[Labeled-object pointing entries]
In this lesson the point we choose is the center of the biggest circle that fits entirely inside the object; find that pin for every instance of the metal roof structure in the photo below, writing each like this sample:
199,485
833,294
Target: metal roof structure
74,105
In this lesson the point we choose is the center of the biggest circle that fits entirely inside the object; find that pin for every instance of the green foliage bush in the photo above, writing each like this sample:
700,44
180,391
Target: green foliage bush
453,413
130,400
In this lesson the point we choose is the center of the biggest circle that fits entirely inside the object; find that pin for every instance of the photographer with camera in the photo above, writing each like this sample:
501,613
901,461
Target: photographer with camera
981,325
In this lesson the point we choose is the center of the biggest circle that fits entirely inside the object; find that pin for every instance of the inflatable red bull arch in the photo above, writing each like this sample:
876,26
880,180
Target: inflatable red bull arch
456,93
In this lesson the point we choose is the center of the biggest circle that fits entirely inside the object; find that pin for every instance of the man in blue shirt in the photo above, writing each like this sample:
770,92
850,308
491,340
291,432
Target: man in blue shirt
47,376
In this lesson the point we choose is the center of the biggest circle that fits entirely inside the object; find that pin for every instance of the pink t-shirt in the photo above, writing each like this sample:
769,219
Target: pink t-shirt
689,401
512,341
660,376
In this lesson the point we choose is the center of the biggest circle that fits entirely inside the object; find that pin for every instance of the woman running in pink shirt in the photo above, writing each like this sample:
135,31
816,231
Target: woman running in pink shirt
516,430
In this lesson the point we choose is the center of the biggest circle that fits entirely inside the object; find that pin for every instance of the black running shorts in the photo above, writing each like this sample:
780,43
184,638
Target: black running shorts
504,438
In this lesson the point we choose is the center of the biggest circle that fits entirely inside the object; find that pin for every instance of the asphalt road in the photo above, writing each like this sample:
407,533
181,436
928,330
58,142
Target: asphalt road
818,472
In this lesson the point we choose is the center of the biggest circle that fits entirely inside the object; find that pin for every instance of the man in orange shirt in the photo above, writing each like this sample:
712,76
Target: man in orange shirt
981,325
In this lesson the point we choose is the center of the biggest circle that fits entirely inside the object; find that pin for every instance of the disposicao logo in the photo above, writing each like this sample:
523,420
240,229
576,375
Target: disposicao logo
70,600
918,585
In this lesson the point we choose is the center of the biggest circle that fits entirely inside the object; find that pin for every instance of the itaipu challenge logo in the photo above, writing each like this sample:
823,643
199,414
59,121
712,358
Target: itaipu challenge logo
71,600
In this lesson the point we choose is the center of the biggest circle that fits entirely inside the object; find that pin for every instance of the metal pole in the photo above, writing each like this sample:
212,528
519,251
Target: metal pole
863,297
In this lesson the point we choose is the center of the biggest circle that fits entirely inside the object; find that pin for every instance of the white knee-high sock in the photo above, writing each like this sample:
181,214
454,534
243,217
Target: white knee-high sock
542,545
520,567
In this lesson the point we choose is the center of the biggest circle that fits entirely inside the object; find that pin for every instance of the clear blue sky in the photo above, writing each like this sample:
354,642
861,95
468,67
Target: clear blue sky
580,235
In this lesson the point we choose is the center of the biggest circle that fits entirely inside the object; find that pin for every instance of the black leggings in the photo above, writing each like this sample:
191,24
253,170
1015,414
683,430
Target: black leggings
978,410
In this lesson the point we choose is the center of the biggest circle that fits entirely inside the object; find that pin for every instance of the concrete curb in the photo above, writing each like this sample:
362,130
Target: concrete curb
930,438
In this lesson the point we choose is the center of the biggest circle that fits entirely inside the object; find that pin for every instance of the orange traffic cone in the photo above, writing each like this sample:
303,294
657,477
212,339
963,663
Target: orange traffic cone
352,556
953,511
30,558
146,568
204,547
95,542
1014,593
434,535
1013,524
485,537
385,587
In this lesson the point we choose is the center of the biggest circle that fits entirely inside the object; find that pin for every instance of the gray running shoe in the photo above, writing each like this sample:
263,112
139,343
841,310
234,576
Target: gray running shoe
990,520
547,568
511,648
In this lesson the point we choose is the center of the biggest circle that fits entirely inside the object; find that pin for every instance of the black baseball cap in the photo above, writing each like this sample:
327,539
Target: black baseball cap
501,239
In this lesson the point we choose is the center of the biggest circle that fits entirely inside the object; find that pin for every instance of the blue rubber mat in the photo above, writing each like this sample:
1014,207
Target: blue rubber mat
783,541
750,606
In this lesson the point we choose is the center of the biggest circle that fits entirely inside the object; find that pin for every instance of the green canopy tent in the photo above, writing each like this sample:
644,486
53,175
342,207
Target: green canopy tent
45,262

• Directive
Reproduce all of the rows above verbatim, keeping every line unchanged and in its original order.

• Answer to this problem
In this lesson the point we choose is the center of the biggest circle that fits entirely inside the object; find that pin for every instance of the metal roof structure in the photo below, writing each like this sample:
199,485
833,294
Target: metal roof structure
74,105
In this lesson the point we choose is the center of the biggest circle that fits entirely inside the object; find that pin for every instance of the green foliage bush in the photo above, writing each like this sample:
700,44
180,391
Target: green foliage bush
453,413
130,400
In this lesson the point we choose is the center of the biggest circle that fits entirely inside the object; find that pin for every instance of the photographer with camera in the photo above, writing each like this sample:
501,613
901,461
Target: photographer with camera
981,325
In this lesson the point we choose is the center of the biggest circle that fits entirely inside the object; find that pin for every instance of the inflatable red bull arch in the photo above, writing each like this sample:
876,26
880,180
Target: inflatable red bull arch
456,93
In this lesson the point we choose is the center of the biggest circle that fits entirely inside the object; find that pin for every instance of the man in blue shirt in the photo above, writing each like this sample:
770,92
850,308
491,340
291,432
Target: man in blue shirt
47,376
In this lesson the point we choose is the center of the biggest circle that fits entirely inside the object; find that pin for every instance of the pink t-shirt in the photo above, writing each like this sample:
769,219
Target: pink t-shirt
689,401
512,341
660,376
In this lesson the point we choose is the center of the biggest circle that fits entirely inside the object; find that pin for every instance of the woman running in pink shirt in the photo above, writing each like this sample:
135,31
816,231
Target: woman running in pink shirt
516,430
In this lesson the point we choose is the center of the biggest circle that fits entirely inside the object; find that pin for every instance of the black running shorts in the photo above, writing each like this sample:
780,43
184,638
Target: black running shorts
504,438
In this lesson the point we choose is the center of the biggest circle that fits entirely inside the object; find that pin for every instance of the asphalt road in the photo above, writing each like this sample:
407,533
181,436
928,330
58,142
Target: asphalt road
818,472
In this lesson the point we choose is the center of the biggest circle that fits entirely inside the object; find that pin for every instance of the man in orange shirt in the photo above, writing each like this sample:
712,76
Target: man in orange shirt
981,325
In this lesson the point we choose is the center of the biggest circle that fits entirely inside the object; find that pin for every instance of the disposicao logo in the photo above, writing each like this sample:
523,420
240,229
576,375
Target: disposicao logo
70,600
918,585
In this lesson the point we choose is the center of the biggest circle that fits entirely inside the object; find that pin for every instance of the itaipu challenge logo in the photo above, writing each like this sample:
823,643
199,414
59,121
712,358
Target: itaipu challenge logo
71,600
In this lesson the point we choose is the center of the biggest circle that fits entirely inside the object; find that pin for every instance of the metal pole in the photo above, writing each like this sample:
212,528
519,251
Target: metal pole
863,297
In this lesson the point we choose is the center of the biggest circle that fits entirely inside the object; find that pin for every instance of the white knee-high sock in the photo above, writing each like this sample:
181,214
454,534
243,217
Target: white knee-high sock
542,545
520,567
In this lesson the point we choose is the center of the biggest circle that fits entirely inside the object; find that pin for every instance of the clear blue sky in the photo above, writing each like this sample:
354,642
861,95
468,67
Target: clear blue sky
580,235
In this lesson the point we choose is the center of the biggest circle that fits entirely inside the object; find that pin for every instance of the black leggings in the photo above, writing each like this sample:
191,24
253,170
1015,414
683,430
Target: black leggings
978,410
In this lesson the point we choose is the center of the biggest circle that fits entirely inside the object; find that pin for every instance of the concrete curb in the photo above, writing each like this sample:
362,130
Target: concrete curb
930,438
In this lesson the point we choose is the center of the biggest circle that fits entirely inside the object; find that pin for every instance of the orange traffic cone in the photo above, writing each like this sample:
303,294
657,477
212,339
963,663
Target: orange traffic cone
352,556
953,511
30,558
146,568
204,547
95,542
1014,593
434,535
1013,524
485,537
385,587
In this lesson the point we choose is the center of the biggest circle that fits entirely inside the object; find that pin for every instance of the gray running shoe in the photo above, writing each like this sample:
263,112
139,343
841,310
234,576
Target: gray running shoe
990,520
547,568
511,648
In this lesson the point we choose is the center of the biggest circle that fits entirely inside the object; find that pin for every instance of the black baseball cap in the photo above, writing each like this sample:
327,539
Target: black baseball cap
501,239
In this lesson the point we choose is the center of the biggest circle that fits entirely inside the object; find that pin for every instance of the blue rubber mat in the photo above, writing each like this sample:
1014,207
Target: blue rubber mat
783,541
750,606
In this lesson the point we choose is the center of the biggest circle that fits entirely inside the object; find that pin for every instance of the green canopy tent in the photo above, writing each like this sample:
644,486
53,175
342,207
Target: green canopy tent
45,262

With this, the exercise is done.